— EXTRACTO DEL TEXTO —
┌──
IRVING GATELL PARA AGENCIA DE NOTICIAS ENLACE JUDÍO MÉXICO – Amanda Schmelz nos regaló una tarde mágica en el Salón Columnas de la Comunidad Bet El, presentando un monólogo titánico, extremo, intenso y retador, tanto para ella como actriz como para el público.
Comencemos por lo mejor de la obra: el trabajo escénico. Algo nada sencillo, porque es un monólogo de más de dos horas y media que se desarrolla única y exclusivamente en una banca de madera.
Esto obliga tanto a la directora como a la actriz a concebir un trabajo escénico minimalista, prácticamente inadvertido, pero que si no se diseña y realiza adecuadamente, puede sentenciar a una obra como esta al fracaso inmediato.
Pero no: Sandra Félix -directora- y Amanda Schmelz -actriz- hacen el trabajo adecuado, redondo, completo de principio a fin.
Aquí el problema principal es el ritmo: mantener al público atento durante casi tres horas requiere de un manejo preciso de todos los elementos en juego, que van desde los parlamentos y los silencios, hasta los discretos pero indispensables movimientos en el reducido espacio de una banca de la que la actriz nunca se levanta.
Pero me consta que el público ni siquiera se planteó el problema. Simplemente, se mantuvo cautivado durante toda la función. Eso refleja que Sandra y Amanda hicieron el trabajo perfecto, desde el concepto mismo hasta la ejecución. Lo que nosotros, los espectadores, vimos allí fue a una mujer de 80 años contando de manera fascinante su compleja vida, desde su infancia en la Ucrania que estrenaba al bolchevismo, hasta su vejez en Miami, pasando por el horror del Holocausto, el renacimiento de Israel y los modernos conflictos con los palestinos.
El trabajo actoral de Amanda Schmelz se llevó la tarde. Verla transformada en una mujer con más del doble de años de edad fue, por sí mismo, un mérito. Pero no poder dejar de escucharla pese a que la obra es inusualmente larga, fue formidable.
└──
— EXTRACTOS DE LÍNEAS —
┌──
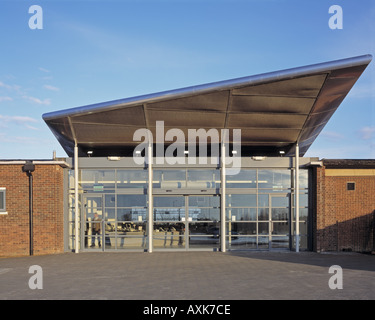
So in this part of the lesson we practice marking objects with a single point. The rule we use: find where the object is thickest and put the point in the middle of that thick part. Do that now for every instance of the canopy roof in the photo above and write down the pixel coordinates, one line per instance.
(274, 111)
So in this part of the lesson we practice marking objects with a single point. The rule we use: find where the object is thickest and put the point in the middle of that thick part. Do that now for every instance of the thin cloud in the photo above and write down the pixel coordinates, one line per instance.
(24, 121)
(17, 119)
(6, 99)
(45, 102)
(332, 135)
(44, 70)
(51, 88)
(367, 133)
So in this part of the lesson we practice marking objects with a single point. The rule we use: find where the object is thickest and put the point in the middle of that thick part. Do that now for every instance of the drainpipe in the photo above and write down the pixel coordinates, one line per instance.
(29, 167)
(76, 213)
(296, 195)
(150, 220)
(223, 195)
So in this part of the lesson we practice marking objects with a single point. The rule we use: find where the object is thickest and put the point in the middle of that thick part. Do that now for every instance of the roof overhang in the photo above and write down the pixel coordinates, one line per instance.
(274, 111)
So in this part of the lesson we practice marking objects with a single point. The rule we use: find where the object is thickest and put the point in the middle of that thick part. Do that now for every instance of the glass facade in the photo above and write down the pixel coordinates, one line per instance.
(186, 211)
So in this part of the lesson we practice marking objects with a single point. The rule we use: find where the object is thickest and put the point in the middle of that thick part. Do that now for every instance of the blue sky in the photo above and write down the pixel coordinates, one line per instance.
(95, 51)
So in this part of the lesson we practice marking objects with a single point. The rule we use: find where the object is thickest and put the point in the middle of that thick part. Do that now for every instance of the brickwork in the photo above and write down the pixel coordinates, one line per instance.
(344, 218)
(47, 210)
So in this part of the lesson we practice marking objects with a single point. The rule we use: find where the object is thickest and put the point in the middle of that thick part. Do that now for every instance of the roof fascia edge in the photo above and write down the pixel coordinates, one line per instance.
(214, 86)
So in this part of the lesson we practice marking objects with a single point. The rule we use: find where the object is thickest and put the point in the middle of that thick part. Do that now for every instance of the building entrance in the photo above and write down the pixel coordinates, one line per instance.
(187, 222)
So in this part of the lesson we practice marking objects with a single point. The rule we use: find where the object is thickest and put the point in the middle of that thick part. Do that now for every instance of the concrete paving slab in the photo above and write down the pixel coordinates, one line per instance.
(189, 276)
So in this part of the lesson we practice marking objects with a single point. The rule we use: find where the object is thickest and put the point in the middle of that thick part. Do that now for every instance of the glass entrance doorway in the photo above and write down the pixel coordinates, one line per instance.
(114, 222)
(186, 222)
(260, 222)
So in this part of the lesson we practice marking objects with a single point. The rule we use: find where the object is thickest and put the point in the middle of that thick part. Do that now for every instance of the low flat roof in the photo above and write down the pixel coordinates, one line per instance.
(273, 110)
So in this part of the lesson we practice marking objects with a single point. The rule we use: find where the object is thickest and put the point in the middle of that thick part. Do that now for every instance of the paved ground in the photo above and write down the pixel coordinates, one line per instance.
(189, 276)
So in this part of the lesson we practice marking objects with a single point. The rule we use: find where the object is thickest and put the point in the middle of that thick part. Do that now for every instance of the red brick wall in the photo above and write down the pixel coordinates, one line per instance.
(47, 208)
(344, 218)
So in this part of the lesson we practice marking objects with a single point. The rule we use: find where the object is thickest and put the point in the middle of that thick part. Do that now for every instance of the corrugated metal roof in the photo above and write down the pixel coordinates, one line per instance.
(273, 110)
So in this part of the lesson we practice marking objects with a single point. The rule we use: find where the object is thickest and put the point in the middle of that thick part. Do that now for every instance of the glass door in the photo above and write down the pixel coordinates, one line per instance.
(279, 221)
(92, 222)
(169, 214)
(186, 222)
(203, 222)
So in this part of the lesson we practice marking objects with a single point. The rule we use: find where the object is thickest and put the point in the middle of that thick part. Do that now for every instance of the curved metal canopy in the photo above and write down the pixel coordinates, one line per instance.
(274, 111)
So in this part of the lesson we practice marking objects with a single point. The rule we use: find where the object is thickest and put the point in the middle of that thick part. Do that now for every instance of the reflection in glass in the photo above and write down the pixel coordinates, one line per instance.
(280, 228)
(263, 214)
(263, 228)
(98, 180)
(132, 178)
(244, 242)
(245, 179)
(279, 214)
(242, 200)
(235, 229)
(241, 214)
(274, 179)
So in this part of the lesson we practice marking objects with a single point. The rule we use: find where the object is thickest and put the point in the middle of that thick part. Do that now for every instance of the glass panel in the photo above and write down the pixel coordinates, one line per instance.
(282, 202)
(170, 179)
(204, 214)
(203, 228)
(303, 179)
(132, 178)
(98, 180)
(203, 178)
(242, 242)
(93, 205)
(204, 201)
(241, 214)
(280, 228)
(131, 242)
(263, 243)
(280, 242)
(171, 235)
(241, 228)
(245, 179)
(242, 200)
(280, 214)
(202, 241)
(274, 179)
(131, 228)
(131, 200)
(110, 201)
(110, 214)
(93, 235)
(132, 214)
(2, 200)
(171, 202)
(263, 200)
(303, 200)
(263, 214)
(263, 228)
(170, 214)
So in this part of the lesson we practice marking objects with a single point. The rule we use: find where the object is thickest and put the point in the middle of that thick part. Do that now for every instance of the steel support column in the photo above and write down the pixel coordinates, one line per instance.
(223, 195)
(296, 197)
(150, 220)
(76, 206)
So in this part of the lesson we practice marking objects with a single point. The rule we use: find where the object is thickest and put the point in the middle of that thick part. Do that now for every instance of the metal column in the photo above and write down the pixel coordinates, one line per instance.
(76, 206)
(296, 196)
(150, 219)
(223, 195)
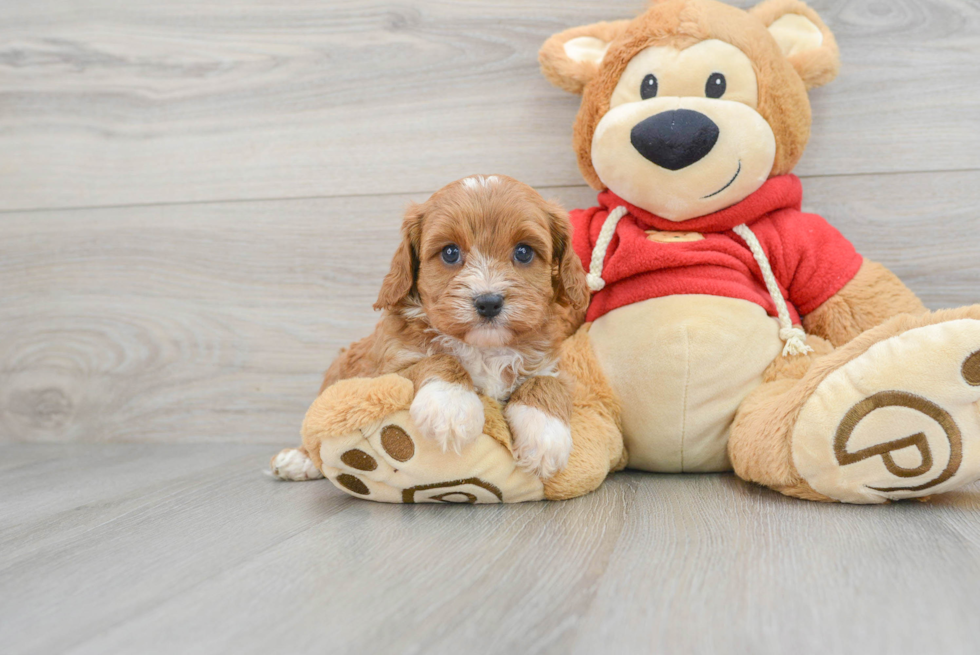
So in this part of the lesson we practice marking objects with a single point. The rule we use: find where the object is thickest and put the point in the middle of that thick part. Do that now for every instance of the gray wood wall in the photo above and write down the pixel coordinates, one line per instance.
└──
— LO QUE SE PIDE —
Escribe la continuación de la reseña teatral sobre el monólogo de Amanda Schmelz, empezando después de su última oración.

— RESULTADO —
Allí es donde radical la dificultad para el público, porque la obra es -sin duda- retadora. En ese aspecto se tiene que mencionar que el autor Martin Sherman ha escrito un texto bien estructurado que permite que una buena dirección y una buena actuación se traduzcan en un trabajo que captura la atención, pese a lo largo. Si la obra fuera mala o frágil, ni el mejor director ni la mejor actriz en conjunto podrían rescatarla. No en esas dimensiones.
Pero lo que vimos esta tarde es la conjugación óptima de tres trabajos bien hechos: la manufactura del extenso monólogo por parte del autor, el concepto artístico por parte de la dirección, y la ejecución escénica por parte de la actriz.
Lamentablemente, no todo podía ser perfecto, y voy a meterme en temas que tal vez puedan resultar irritantes para algunos -o para muchos-, pero creo que esta vez resulta necesario señalarlos.
El primero es nuestro perfil como público. Es un tema que he platicado con muchos amigos que se dedican al teatro, judíos y no judíos, y todos coincidimos en esto: los judíos somos un público difícil, porque somos un público ruidoso.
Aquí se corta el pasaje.